BEGIN DATA EXCERPTS

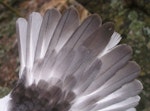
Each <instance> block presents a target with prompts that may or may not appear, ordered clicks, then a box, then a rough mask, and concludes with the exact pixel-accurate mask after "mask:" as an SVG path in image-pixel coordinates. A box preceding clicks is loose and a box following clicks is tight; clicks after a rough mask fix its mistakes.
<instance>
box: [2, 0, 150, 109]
mask: <svg viewBox="0 0 150 111" xmlns="http://www.w3.org/2000/svg"><path fill="white" fill-rule="evenodd" d="M70 5H73V6H75V7H77V9H78V10H79V12H80V16H81V19H82V20H83V19H84V18H85V17H86V16H87V15H88V14H89V12H90V13H98V14H99V15H100V16H101V17H102V19H103V22H107V21H113V22H114V23H115V25H116V27H115V28H116V31H117V32H119V33H120V34H121V35H122V41H121V42H123V43H127V44H129V45H131V46H132V48H133V50H134V52H133V60H135V61H137V63H138V64H140V66H141V69H142V72H141V75H140V77H139V79H140V80H141V81H142V83H143V85H144V90H143V91H142V93H141V94H140V95H141V102H140V104H139V106H138V107H137V109H138V111H150V0H77V1H75V0H0V97H3V96H4V95H6V94H7V93H8V92H9V91H10V90H11V89H12V88H13V86H14V85H15V83H16V81H17V78H18V70H19V61H18V52H17V40H16V32H15V21H16V20H17V18H18V17H21V16H22V17H27V16H28V15H29V13H31V12H32V11H40V12H41V13H43V12H44V11H45V10H46V9H48V8H51V7H56V8H58V9H60V10H62V11H63V10H64V9H65V8H67V7H68V6H70ZM84 7H85V8H86V9H85V8H84ZM88 11H89V12H88Z"/></svg>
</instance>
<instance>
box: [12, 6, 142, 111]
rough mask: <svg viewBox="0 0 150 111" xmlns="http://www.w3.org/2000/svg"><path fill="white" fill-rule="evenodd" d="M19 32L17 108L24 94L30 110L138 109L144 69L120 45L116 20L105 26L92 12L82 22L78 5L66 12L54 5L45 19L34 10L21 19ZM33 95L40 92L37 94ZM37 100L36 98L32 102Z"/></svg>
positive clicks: (129, 109) (19, 110) (128, 53)
mask: <svg viewBox="0 0 150 111" xmlns="http://www.w3.org/2000/svg"><path fill="white" fill-rule="evenodd" d="M17 33H18V36H19V37H18V46H19V55H20V60H21V69H20V75H19V77H20V81H21V82H18V85H17V86H16V88H15V89H14V90H13V94H12V98H13V100H14V101H15V97H16V94H18V95H21V96H19V97H17V99H18V100H17V101H15V102H13V106H12V107H13V108H14V107H16V104H17V105H18V104H19V105H20V106H19V107H21V106H22V105H24V104H25V102H20V101H21V98H20V97H24V98H25V99H24V101H26V102H28V103H30V104H26V106H28V105H31V104H32V105H31V106H32V108H31V109H32V110H42V108H43V110H44V111H47V110H48V111H49V110H58V111H135V110H136V109H135V108H134V107H135V106H136V105H137V104H138V102H139V100H140V98H139V96H138V94H139V93H140V91H141V90H142V85H141V83H140V82H139V81H138V80H135V78H136V77H137V76H138V75H139V73H140V68H139V66H138V65H137V64H136V63H135V62H133V61H130V59H131V56H132V50H131V48H130V47H129V46H128V45H125V44H121V45H117V44H118V43H119V41H120V40H121V37H120V35H119V34H118V33H117V32H115V31H114V24H113V23H110V22H108V23H105V24H103V25H102V20H101V18H100V17H99V16H98V15H96V14H93V15H90V16H89V17H87V19H85V20H84V21H83V23H81V24H79V15H78V12H77V11H76V9H74V8H69V9H68V10H67V11H65V12H64V13H63V14H62V15H61V14H60V12H59V11H57V10H56V9H51V10H48V11H47V12H46V13H45V15H44V16H43V17H42V16H41V15H40V14H39V13H36V12H33V13H32V14H31V15H30V17H29V20H28V21H26V20H25V19H23V18H20V19H18V21H17ZM22 80H23V81H22ZM22 83H24V84H25V86H22V87H23V89H24V92H22V91H21V89H20V87H21V84H22ZM20 92H22V93H20ZM26 92H27V93H26ZM33 93H37V95H36V97H35V98H34V97H33V98H32V96H31V95H32V94H33ZM34 99H35V100H36V101H38V102H36V103H35V102H33V103H32V102H31V101H29V100H32V101H33V100H34ZM18 101H19V103H18ZM43 102H44V104H43ZM33 106H35V107H33ZM37 106H38V108H37ZM13 108H12V109H13ZM36 108H37V109H36ZM15 110H16V108H14V110H12V111H15ZM19 111H20V110H19ZM25 111H26V110H25Z"/></svg>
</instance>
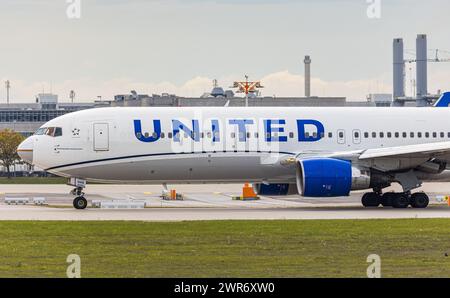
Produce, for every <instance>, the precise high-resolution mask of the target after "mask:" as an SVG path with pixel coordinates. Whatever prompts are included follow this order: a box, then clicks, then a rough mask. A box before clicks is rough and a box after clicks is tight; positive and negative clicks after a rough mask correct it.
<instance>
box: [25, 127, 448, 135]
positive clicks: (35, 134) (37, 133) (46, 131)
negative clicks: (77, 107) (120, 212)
mask: <svg viewBox="0 0 450 298" xmlns="http://www.w3.org/2000/svg"><path fill="white" fill-rule="evenodd" d="M46 132H47V127H41V128H39V129H38V130H36V132H35V133H34V135H36V136H41V135H45V133H46ZM449 134H450V133H449Z"/></svg>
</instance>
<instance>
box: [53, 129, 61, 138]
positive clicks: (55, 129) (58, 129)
mask: <svg viewBox="0 0 450 298" xmlns="http://www.w3.org/2000/svg"><path fill="white" fill-rule="evenodd" d="M54 136H55V137H60V136H62V128H61V127H56V128H55V134H54Z"/></svg>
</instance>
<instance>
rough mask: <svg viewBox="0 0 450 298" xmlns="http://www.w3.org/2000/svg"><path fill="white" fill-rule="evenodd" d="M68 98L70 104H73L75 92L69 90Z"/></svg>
mask: <svg viewBox="0 0 450 298" xmlns="http://www.w3.org/2000/svg"><path fill="white" fill-rule="evenodd" d="M69 97H70V100H71V102H72V103H73V100H74V99H75V91H73V90H70V93H69Z"/></svg>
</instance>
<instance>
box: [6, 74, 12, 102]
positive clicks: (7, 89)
mask: <svg viewBox="0 0 450 298" xmlns="http://www.w3.org/2000/svg"><path fill="white" fill-rule="evenodd" d="M5 87H6V102H7V104H8V105H9V89H11V83H10V81H9V80H7V81H6V82H5Z"/></svg>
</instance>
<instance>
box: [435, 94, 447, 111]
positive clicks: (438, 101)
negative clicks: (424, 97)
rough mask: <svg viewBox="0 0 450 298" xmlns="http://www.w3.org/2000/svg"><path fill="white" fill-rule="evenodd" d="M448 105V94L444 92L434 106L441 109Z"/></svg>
mask: <svg viewBox="0 0 450 298" xmlns="http://www.w3.org/2000/svg"><path fill="white" fill-rule="evenodd" d="M449 105H450V92H444V93H443V94H442V95H441V97H440V98H439V99H438V100H437V101H436V103H435V104H434V106H435V107H438V108H443V107H448V106H449Z"/></svg>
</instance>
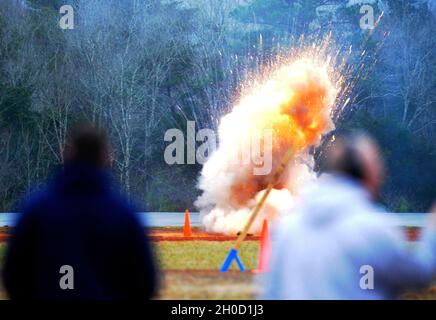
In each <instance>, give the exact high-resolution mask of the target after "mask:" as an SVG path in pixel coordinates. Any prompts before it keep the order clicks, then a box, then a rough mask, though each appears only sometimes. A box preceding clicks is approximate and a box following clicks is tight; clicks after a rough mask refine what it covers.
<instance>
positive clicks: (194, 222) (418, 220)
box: [0, 212, 427, 228]
mask: <svg viewBox="0 0 436 320" xmlns="http://www.w3.org/2000/svg"><path fill="white" fill-rule="evenodd" d="M19 215H20V214H19V213H0V227H13V226H14V225H15V222H16V220H17V218H18V217H19ZM138 215H139V218H140V220H141V222H142V223H143V224H144V225H147V226H149V227H182V226H183V224H184V219H185V213H184V212H141V213H138ZM393 215H395V216H396V217H397V218H398V223H399V226H400V227H417V228H420V227H423V226H425V224H426V220H427V214H425V213H393ZM190 222H191V225H192V226H194V227H196V226H200V214H199V213H198V212H191V213H190Z"/></svg>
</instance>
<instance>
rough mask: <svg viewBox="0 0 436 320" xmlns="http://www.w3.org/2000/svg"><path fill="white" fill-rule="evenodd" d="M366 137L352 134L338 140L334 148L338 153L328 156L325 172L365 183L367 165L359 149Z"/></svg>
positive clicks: (342, 137)
mask: <svg viewBox="0 0 436 320" xmlns="http://www.w3.org/2000/svg"><path fill="white" fill-rule="evenodd" d="M362 139H366V136H364V135H362V134H352V135H349V136H345V137H341V138H339V139H337V140H336V142H335V144H334V146H333V148H336V153H335V154H334V155H333V154H332V153H330V154H329V156H327V159H326V162H325V168H324V169H325V171H326V172H329V173H339V174H343V175H346V176H348V177H350V178H353V179H355V180H358V181H363V180H364V179H365V177H366V171H365V164H364V162H363V160H362V156H361V154H360V151H359V149H358V145H359V143H360V142H361V141H362Z"/></svg>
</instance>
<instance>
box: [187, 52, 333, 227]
mask: <svg viewBox="0 0 436 320" xmlns="http://www.w3.org/2000/svg"><path fill="white" fill-rule="evenodd" d="M335 96H336V89H335V87H334V85H333V83H332V82H331V80H330V79H329V75H328V72H327V68H326V67H324V66H322V65H319V64H318V63H315V62H313V61H311V60H310V59H300V60H298V61H296V62H293V63H289V64H286V65H283V66H281V67H279V68H277V69H276V70H275V71H274V72H271V74H270V75H269V76H268V78H267V79H266V80H265V81H260V83H259V84H257V85H256V86H253V88H252V89H251V91H250V92H249V93H248V94H246V95H244V96H242V97H241V98H240V100H239V102H238V103H237V104H236V105H235V106H234V108H233V110H232V111H231V112H230V113H228V114H227V115H225V116H224V117H223V118H222V119H221V122H220V125H219V128H218V136H219V141H220V144H219V147H218V149H217V150H216V151H215V152H214V153H213V154H212V155H211V157H210V158H209V160H208V161H207V162H206V163H205V165H204V166H203V169H202V172H201V176H200V180H199V188H200V190H202V191H203V193H202V195H201V196H200V197H199V198H198V199H197V202H196V205H197V207H198V208H199V209H200V213H202V214H203V224H204V226H205V228H206V230H207V231H210V232H219V233H226V234H235V233H236V232H238V231H241V230H242V229H243V227H244V225H245V223H246V222H247V220H248V218H249V215H250V213H251V211H252V210H253V208H254V206H255V205H256V203H257V201H258V200H259V199H260V198H261V196H262V193H263V192H264V191H265V189H266V187H267V185H268V183H269V181H270V180H271V177H272V174H273V172H274V169H275V168H276V167H277V165H278V164H279V162H280V160H281V158H282V157H283V155H284V154H285V152H286V151H287V150H288V149H289V148H292V150H293V158H292V159H291V161H290V162H289V164H288V166H287V168H286V169H285V172H284V173H283V175H282V177H281V180H280V181H279V182H278V183H277V184H276V185H275V186H274V189H273V190H272V192H271V194H270V196H269V197H268V200H267V202H266V205H265V207H264V208H263V210H262V212H261V213H260V215H259V217H258V218H257V219H256V221H255V223H254V224H253V226H252V228H251V230H250V232H251V233H257V232H259V231H260V228H261V225H262V221H263V219H264V218H267V219H274V217H275V216H277V215H278V214H282V213H286V212H288V211H289V210H290V209H291V208H292V204H293V195H295V194H296V193H297V192H298V189H299V186H301V184H303V183H305V182H306V181H307V180H308V179H311V178H312V177H313V173H312V171H311V167H312V163H313V158H312V156H310V155H309V153H308V147H309V146H314V145H317V144H318V143H319V142H320V139H321V137H322V135H323V134H325V133H327V132H328V131H330V130H332V129H333V123H332V121H331V118H330V114H331V108H332V104H333V102H334V99H335ZM268 132H269V133H270V134H271V135H270V137H271V141H270V139H269V138H268V134H266V133H268ZM253 150H254V151H257V152H253ZM247 155H248V156H249V157H250V159H249V160H250V161H247ZM262 168H263V171H265V172H263V173H262V174H258V172H259V171H262V170H260V169H262ZM265 168H266V169H271V170H265ZM256 170H257V171H256ZM256 172H257V173H256Z"/></svg>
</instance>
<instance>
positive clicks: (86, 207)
mask: <svg viewBox="0 0 436 320" xmlns="http://www.w3.org/2000/svg"><path fill="white" fill-rule="evenodd" d="M108 164H109V145H108V142H107V139H106V135H105V133H104V132H103V131H102V130H100V129H97V128H94V127H92V126H87V125H82V126H79V127H78V128H77V129H76V130H75V131H74V132H73V134H72V137H71V139H70V142H69V144H67V146H66V148H65V164H64V166H63V168H62V169H61V170H60V171H59V172H58V173H57V175H56V176H55V177H54V179H53V181H50V182H49V183H48V184H47V186H46V187H45V188H44V189H43V190H42V191H41V192H38V193H36V194H35V195H33V196H31V197H29V198H28V199H25V201H24V204H23V207H22V211H21V212H22V213H21V214H20V218H19V220H18V222H17V225H16V227H15V228H14V230H13V235H12V238H11V240H10V242H9V245H8V247H7V253H6V257H5V265H4V270H3V280H4V281H3V282H4V286H5V288H6V290H7V293H8V296H9V297H10V298H11V299H93V300H94V299H98V300H102V299H104V300H106V299H147V298H151V297H152V296H153V294H154V293H155V291H156V267H155V263H154V259H153V255H152V249H151V244H150V242H149V241H148V239H147V237H146V234H145V230H144V228H143V227H142V226H141V224H140V223H139V221H138V219H137V216H136V214H135V210H134V209H133V208H132V206H131V205H130V204H129V202H128V201H127V200H126V198H125V197H124V196H123V195H122V194H121V192H119V191H118V190H117V188H116V187H115V185H114V183H113V182H112V181H111V177H110V175H109V173H108ZM65 277H67V278H65ZM70 282H71V283H70Z"/></svg>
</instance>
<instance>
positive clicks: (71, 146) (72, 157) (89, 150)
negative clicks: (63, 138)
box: [64, 124, 109, 168]
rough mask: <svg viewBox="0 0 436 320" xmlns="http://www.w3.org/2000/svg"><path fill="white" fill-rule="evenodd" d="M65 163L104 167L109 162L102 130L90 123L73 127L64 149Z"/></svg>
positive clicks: (106, 141)
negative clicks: (83, 164)
mask: <svg viewBox="0 0 436 320" xmlns="http://www.w3.org/2000/svg"><path fill="white" fill-rule="evenodd" d="M64 160H65V163H67V164H70V163H75V164H84V165H89V166H94V167H100V168H101V167H105V166H107V165H108V164H109V143H108V140H107V136H106V133H105V131H104V130H102V129H100V128H97V127H95V126H93V125H90V124H81V125H79V126H77V127H75V128H74V129H73V130H72V131H71V133H70V136H69V139H68V142H67V145H66V146H65V150H64Z"/></svg>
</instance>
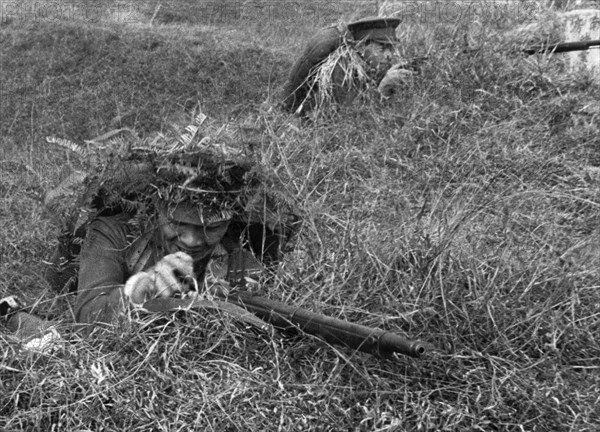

END DATA EXCERPTS

Could you copy out, word for word, everything from the start of these lines down to the line containing "box: [2, 0, 150, 109]", including both ends but leaving out the pictures?

Each <instance> block presents a target with prompts that may or may not appear, ordered clicks, then a box, then a rough mask, and concludes with the exact pixel-accurate mask after "mask:" as an SVG path in image-pixel coordinates. A box preceding clicks is loose and a box following clicks is tight; clicks after a rough mask fix its mistakes.
<instance>
box: [2, 0, 150, 109]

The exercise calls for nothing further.